▶ [TASK INSTRUCTIONS]
All records should be reproduced verbatim.
Segment Start: DATA FOR THE TASK
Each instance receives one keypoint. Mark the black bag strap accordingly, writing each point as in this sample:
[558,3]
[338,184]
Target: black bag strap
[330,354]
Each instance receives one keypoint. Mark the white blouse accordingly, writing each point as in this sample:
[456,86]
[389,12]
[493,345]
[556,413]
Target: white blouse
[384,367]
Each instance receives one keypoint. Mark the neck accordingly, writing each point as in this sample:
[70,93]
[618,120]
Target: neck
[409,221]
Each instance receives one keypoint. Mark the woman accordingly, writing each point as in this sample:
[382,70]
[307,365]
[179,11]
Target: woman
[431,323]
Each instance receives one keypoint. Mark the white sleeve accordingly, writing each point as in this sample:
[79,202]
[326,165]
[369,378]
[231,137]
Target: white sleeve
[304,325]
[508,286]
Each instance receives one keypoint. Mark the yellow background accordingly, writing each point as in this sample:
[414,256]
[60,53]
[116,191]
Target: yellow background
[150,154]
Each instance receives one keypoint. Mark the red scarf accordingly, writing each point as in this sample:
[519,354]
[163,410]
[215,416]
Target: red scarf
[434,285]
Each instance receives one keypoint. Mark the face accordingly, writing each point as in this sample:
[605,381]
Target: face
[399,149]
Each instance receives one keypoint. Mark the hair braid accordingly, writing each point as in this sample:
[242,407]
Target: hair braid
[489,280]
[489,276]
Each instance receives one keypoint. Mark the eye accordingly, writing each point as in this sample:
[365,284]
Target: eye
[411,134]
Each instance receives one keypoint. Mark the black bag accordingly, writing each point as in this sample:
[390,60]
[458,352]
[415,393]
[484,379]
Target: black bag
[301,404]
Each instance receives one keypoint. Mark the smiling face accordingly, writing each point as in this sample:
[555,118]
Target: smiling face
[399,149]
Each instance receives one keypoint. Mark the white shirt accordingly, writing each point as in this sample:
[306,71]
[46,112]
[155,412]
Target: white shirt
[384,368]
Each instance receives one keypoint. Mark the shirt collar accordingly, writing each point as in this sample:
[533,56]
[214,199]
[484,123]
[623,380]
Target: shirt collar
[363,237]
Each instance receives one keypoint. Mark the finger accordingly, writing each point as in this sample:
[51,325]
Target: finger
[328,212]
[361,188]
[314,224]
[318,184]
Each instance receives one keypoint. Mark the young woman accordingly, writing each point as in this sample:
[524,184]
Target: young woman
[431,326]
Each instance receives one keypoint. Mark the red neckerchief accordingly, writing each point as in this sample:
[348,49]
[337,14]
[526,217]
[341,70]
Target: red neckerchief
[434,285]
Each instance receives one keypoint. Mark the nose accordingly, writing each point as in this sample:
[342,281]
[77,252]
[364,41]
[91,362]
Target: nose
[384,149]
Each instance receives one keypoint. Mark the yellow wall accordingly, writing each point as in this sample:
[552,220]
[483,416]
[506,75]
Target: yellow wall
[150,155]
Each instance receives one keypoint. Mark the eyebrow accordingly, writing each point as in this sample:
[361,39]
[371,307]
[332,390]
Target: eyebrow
Segment End: DATA FOR THE TASK
▶ [RESULT OF THE TASK]
Each instance receives one keypoint. Mark the black bag strap accordingly, writing each point as in this sample:
[558,3]
[338,184]
Target: black bag strap
[330,354]
Each instance receives one keypoint. Mark the white blouse accordingly, writing each point as in this sample:
[456,86]
[389,12]
[493,345]
[556,413]
Target: white blouse
[384,367]
Each instance receives one keypoint. Mark the neck accordingly, writing each point as in this sample:
[70,93]
[618,120]
Target: neck
[409,221]
Each instance receives one keypoint. Mark the woman accordingly, writing each point as in this sample:
[382,70]
[307,365]
[179,11]
Target: woman
[431,323]
Each instance receives one keypoint. Mark the white sleeve accordingly, writing each point as in this sample:
[79,202]
[326,165]
[369,378]
[231,137]
Target: white sleeve
[304,325]
[508,286]
Each instance receives one keypoint. Mark the yellow background accordingly, writing each point as in this sample:
[414,256]
[60,53]
[116,191]
Target: yellow background
[150,154]
Each instance receives one keypoint. Mark the red scarf accordingly, writing each point as in this sample:
[519,354]
[163,410]
[215,416]
Target: red scarf
[434,285]
Each instance receives one keypoint. Mark the face accordingly, writing each point as in this sample:
[605,381]
Target: face
[399,149]
Each instance receives one keypoint. Mark the hair braid accordingly, writing each point as in this sample:
[242,407]
Target: hair braid
[489,280]
[489,276]
Each instance receives one keypoint. Mark the eye accordingly, writing each point as in this sample:
[365,284]
Target: eye
[411,134]
Each instance receives one keypoint. Mark the black bag accordingly, writing each point as in this sample:
[390,60]
[458,352]
[415,393]
[484,379]
Target: black bag
[301,404]
Each instance receives one keypoint. Mark the smiling face accordingly, writing each point as in this sample:
[555,118]
Target: smiling face
[399,149]
Each instance receives one keypoint. Mark the white shirt accordingly, writing each point as in this sample:
[306,71]
[46,112]
[155,412]
Target: white shirt
[384,368]
Each instance receives one keypoint. Mark the shirt collar accordingly, writing each point as in this sample:
[533,56]
[214,199]
[484,123]
[623,380]
Target: shirt collar
[363,237]
Each instance receives one keypoint. Mark the finger accordingly, writing each point as in this sample:
[51,325]
Target: finger
[328,212]
[361,188]
[314,224]
[318,184]
Each instance receives one keypoint. Mark the young woman accordingly, writing each point as in this sample:
[524,184]
Target: young woman
[431,326]
Each instance receives one keypoint. Mark the red neckerchief accordingly, writing each point as in this sample:
[348,49]
[337,14]
[526,217]
[341,70]
Target: red neckerchief
[434,285]
Each instance receives one keypoint. Mark the nose accordingly, writing each point as in this sample:
[342,281]
[77,252]
[364,41]
[91,362]
Target: nose
[384,149]
Each instance receives one keypoint. Mark the yellow wall accordingly, writing each point as in this sample:
[552,220]
[483,416]
[506,75]
Target: yellow wall
[150,155]
Each instance receives one keypoint. Mark the eyebrow accordingly, writing each point as in this sample:
[361,39]
[371,307]
[332,390]
Target: eyebrow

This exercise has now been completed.